Skipping any pictures, give all of the records below again exactly.

___ DATA RECORDS ___

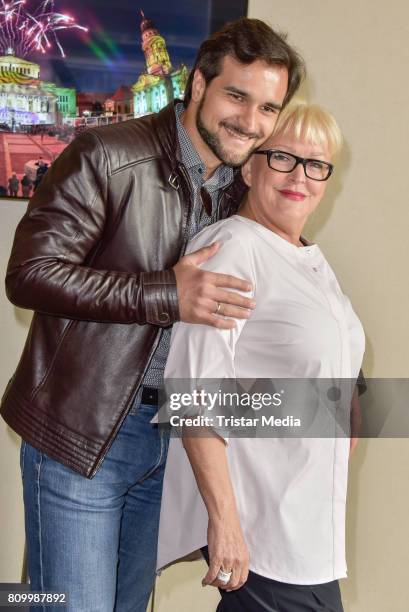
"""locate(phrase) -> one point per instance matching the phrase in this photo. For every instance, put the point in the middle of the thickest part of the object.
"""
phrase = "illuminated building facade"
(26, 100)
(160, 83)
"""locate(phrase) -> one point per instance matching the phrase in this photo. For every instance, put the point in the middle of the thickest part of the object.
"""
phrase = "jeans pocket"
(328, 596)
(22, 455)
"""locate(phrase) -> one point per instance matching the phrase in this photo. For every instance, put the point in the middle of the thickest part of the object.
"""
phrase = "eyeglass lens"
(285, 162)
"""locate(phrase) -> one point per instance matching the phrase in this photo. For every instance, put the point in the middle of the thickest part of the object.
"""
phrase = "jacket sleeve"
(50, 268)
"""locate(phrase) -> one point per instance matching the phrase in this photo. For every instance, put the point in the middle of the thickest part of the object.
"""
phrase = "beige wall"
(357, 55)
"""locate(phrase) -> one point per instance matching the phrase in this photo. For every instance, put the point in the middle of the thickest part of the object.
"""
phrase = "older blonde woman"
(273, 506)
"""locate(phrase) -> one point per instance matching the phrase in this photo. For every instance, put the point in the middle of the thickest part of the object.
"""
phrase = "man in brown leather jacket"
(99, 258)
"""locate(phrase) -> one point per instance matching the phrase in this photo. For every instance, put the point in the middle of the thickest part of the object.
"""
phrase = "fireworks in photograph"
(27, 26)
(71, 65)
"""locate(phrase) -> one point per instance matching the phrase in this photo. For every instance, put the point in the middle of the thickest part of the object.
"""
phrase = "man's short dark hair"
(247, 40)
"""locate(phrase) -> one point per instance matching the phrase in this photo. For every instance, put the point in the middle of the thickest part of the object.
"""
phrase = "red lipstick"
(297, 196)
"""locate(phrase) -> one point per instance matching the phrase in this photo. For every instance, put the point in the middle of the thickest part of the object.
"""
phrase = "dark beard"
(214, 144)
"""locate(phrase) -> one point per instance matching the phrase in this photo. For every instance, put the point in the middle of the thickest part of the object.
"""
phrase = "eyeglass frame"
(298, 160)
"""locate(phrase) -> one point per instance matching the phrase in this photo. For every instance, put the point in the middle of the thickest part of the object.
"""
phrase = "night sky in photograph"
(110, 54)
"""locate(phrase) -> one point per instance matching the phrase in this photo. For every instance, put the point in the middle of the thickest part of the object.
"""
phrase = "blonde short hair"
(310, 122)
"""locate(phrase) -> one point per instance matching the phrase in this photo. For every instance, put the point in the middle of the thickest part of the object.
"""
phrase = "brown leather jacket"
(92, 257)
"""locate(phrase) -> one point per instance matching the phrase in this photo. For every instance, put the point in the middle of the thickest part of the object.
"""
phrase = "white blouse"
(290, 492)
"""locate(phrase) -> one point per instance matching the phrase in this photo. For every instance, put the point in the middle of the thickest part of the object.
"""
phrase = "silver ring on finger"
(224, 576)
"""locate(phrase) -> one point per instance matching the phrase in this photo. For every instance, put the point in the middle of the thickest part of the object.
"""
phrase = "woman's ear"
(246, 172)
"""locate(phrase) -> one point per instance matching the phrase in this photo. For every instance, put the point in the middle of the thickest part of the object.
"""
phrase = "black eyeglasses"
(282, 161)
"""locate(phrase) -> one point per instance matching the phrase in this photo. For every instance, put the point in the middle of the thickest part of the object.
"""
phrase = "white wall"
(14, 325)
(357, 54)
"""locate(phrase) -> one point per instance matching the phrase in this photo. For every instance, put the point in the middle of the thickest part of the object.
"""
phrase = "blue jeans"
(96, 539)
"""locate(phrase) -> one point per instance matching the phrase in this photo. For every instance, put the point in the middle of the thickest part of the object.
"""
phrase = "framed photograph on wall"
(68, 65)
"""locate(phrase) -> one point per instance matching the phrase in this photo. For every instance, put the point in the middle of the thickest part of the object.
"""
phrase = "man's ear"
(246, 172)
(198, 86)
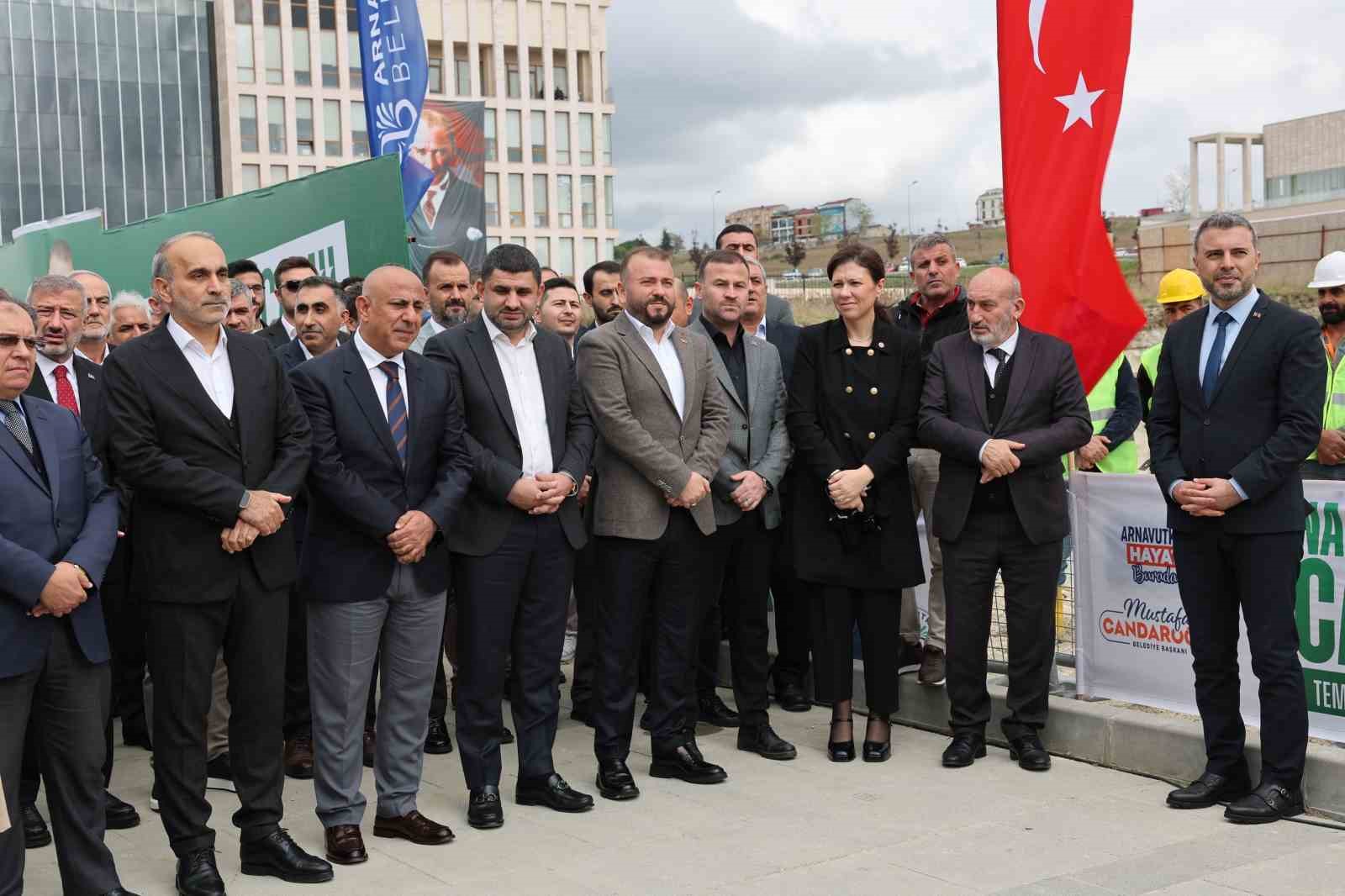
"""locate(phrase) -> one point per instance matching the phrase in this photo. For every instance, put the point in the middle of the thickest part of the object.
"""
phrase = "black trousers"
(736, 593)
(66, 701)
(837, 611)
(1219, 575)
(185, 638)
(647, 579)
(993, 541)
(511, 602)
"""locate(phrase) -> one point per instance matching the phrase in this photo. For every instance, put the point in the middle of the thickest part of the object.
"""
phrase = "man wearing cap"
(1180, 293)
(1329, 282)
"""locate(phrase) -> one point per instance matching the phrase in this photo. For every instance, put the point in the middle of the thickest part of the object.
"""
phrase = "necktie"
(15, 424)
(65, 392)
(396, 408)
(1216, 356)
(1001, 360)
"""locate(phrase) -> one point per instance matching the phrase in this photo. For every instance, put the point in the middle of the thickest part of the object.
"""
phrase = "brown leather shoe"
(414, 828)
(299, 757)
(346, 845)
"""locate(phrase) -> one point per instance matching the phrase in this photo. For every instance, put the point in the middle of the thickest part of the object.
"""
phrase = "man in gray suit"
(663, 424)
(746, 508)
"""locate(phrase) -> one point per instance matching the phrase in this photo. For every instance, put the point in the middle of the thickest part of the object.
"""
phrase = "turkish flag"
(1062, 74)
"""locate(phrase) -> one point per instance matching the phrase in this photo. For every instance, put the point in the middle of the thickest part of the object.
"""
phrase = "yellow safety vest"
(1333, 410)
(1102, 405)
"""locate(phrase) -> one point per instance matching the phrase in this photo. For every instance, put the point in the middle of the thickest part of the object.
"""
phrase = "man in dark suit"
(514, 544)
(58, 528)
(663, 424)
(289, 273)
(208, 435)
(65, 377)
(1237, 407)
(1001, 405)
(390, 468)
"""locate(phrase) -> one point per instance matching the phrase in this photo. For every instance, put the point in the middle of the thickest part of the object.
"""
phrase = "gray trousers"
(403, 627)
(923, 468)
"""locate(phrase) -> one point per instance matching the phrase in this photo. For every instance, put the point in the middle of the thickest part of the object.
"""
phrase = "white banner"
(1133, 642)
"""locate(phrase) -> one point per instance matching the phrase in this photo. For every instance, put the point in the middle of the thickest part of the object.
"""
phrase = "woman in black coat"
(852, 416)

___

● **ANSWER FOR THE TASK**:
"""locate(phrase) -> one point per instance matching the phrase in this photo. For every instance, put the point in the middle of the thickest part of the object.
"""
phrase = "illuminated building facade"
(26, 100)
(160, 83)
"""locate(phrase) -> one point per instance matching the phrase in this photo. For every instance, put the point in the middle of the thickest part of the object.
"""
phrase = "jeans pocket"
(328, 596)
(22, 455)
"""locate(phrase) -> one point per instance matching the phrase in this photo. For every instance, put the point in the middle of the thickest part of the object.
"""
phrase = "eyeglass lens"
(285, 162)
"""locate(phrase) -> one point per instance matching the phrase in this photo. For every instance, put the point in the middle of the thickest part of the object.
"""
phrase = "jacket sleeve"
(50, 268)
"""locate(phrase) -> one point per instance matching the phrase in this photo. For every instance, put the point in the middle of the thickest part of the object.
"""
phrase = "beige wall"
(357, 55)
"""locate(phrase) -> one point per instance matching the phrase in this photo. For every instance, put the point in the middle of the thickest part of the object.
"""
phrase = "older blonde woman"
(273, 506)
"""locate(phrase) -> one point per instance matching the phrase in this photo. For every instance, put the point in the middle of the thickest part of the object.
"""
phrase = "man in brown leather jacket"
(99, 258)
"""locate(phrase) -> one point per instance matching the phrase in this photo. For every instance, put the point in the middle of the thickest part of the object.
"""
phrase = "fireworks in photograph"
(27, 26)
(71, 65)
"""locate(phrase) -> one point per instance matching the phrase in this photo. For every instance, put the point in the middle of the thickest part of the object.
"""
phrase = "man's short dark hair"
(247, 40)
"""locate(phrase) -> one point per instance matching the phrase in this photo. For every instance, put the point in the middle of the thickest part of the object.
"""
phrase = "red lipstick"
(297, 196)
"""locate(phrase) -> one point per instance matching the phrase in this photo. For every instance, put the point in the middle of the thickest part of the object.
"""
phrase = "dark beard"
(214, 144)
"""locate(phrase) -> one point per instance matching the phrase in this photo. For every instance, put the point in the middle of the thickest part of the object.
"""
phrase = "eyeglass frame"
(298, 160)
"""locate(phrase) -> one point per instance matching the phrase in this photo. For every instance, put the point in the middle of the thickest part of the object.
"""
phrase = "night sky in photograph"
(110, 54)
"""locate(phrase) -> one point per instance matching the phrase in this photo. For every instance, put the point in the middle of the thickest part of the object.
"""
phrase = "blonde short hair"
(310, 122)
"""locate(phrase) -> one point per instance matching the phrase in this photo. For every instance, put the point in the middle of the thickest part of the object.
"""
phrase = "brown leather jacket"
(92, 257)
"""locate(phrase) -> one point per instance matching the phrase in this photo. For every instance, put the point in the middle of the thickest part of the object.
"""
phrase = "white blouse"
(290, 492)
"""locate(phrase) -> one point per instance matching the phrase in this photo. For every instance, put the point in the middle of the thickest part of the object.
"""
phrase = "silver ring on finger"
(224, 576)
"""locate(phrase) -> one point per instance matching the phrase in this photo. For every instance, put the point in the middle of the thickest part of the object.
"""
phrase = "woman's ear"
(246, 172)
"""locate(phrase) -> one point per instance matching the phrase in this photo. For every instance, put the point in the middle of the thickest part of the object.
"""
phrase = "black eyeglasses"
(282, 161)
"""locate(phrase) -> one point per instance matching the phrase in this photo. For every instance, put the point in the middle of the thickest part of the object.
"""
phrase = "white wall"
(14, 325)
(357, 54)
"""locate(phrase) -> one point per instance matching the phrase in this photo. For every instance, put the point in the middle of the thickest part of the object.
"""
phrase = "blue jeans"
(96, 539)
"""locate(phrase) -> one point per instance matching the phrase in this photo. For every instance, put the point in the middle of the thickest part of the object.
"""
phrase = "framed photograph on wall"
(68, 65)
"""locate(phrase) -> one point per instance matching the phrase in this photo. For every instance, put the point in the middle of the thickest part of the object.
"""
phrase = "man's ear"
(246, 172)
(198, 86)
"""locate(phrase) -> one point per instance matching the phrase in this photo. For every instance, put the point in the middle of the thickest part of the object.
"""
phrase = "black trousers"
(736, 593)
(66, 701)
(837, 611)
(1219, 575)
(185, 638)
(647, 579)
(993, 541)
(511, 602)
"""locate(phrase) -> one point per instance matching the phrase in this photo. For every instance, put the point in the middle of the thickest part of the object.
"""
phrase = "man wearing cap"
(1180, 293)
(1329, 282)
"""locate(phrase) -> one point per instance matching the phrase in this photo. For every instance, put the point in the middle of the thickest part of the object.
"""
phrase = "necktie"
(15, 424)
(65, 392)
(396, 408)
(1216, 356)
(1001, 360)
"""locate(phrase) -> one point per instance matching the phrase in this photo. For every instance, put the point in the middle of the thickest part of the object.
"""
phrase = "brown leather shoe"
(414, 828)
(299, 757)
(346, 845)
"""locate(phrase) -> one point per instance matching the phrase in this photo. For every instance, put the point in the middle of the thickest part of the object.
"""
phrase = "man in gray suit"
(663, 424)
(746, 508)
"""locate(phrase) -> one point per instance matching the phrase in this photo. For every instance, put the point in the middle of the thickest part of the object.
"""
phrase = "turkish flag"
(1062, 74)
"""locate(phrase) -> one point per instance matching the phrase in this photo. For every instance, put the point in the middle of the thickest part of the object.
"""
phrase = "yellow safety vest"
(1333, 410)
(1102, 405)
"""locate(phrase) -> one point per instance matching the phrase in this photo. For every instance, put the point in the middle of the thickest part of the object.
"""
phrase = "man in dark suit"
(514, 544)
(58, 528)
(663, 424)
(289, 273)
(208, 435)
(65, 377)
(1237, 407)
(1001, 405)
(390, 468)
"""locate(phrase) -> one point per instance matching the phrase in this photo. For every instance, put the point in the middle of the thickest part of the object.
"""
phrase = "gray trousers"
(403, 627)
(923, 468)
"""locate(phrase) -> one point per instance matching the phrase in this photo. For every instance, put the point in the middle of the thickest part of the object.
"""
phrase = "white banner"
(1133, 642)
"""locate(phrase) -> one point per instance matching the phrase in this photo. For every instance, put the point in the middle of the thickest part of the object.
"""
phrase = "woman in black coat"
(852, 416)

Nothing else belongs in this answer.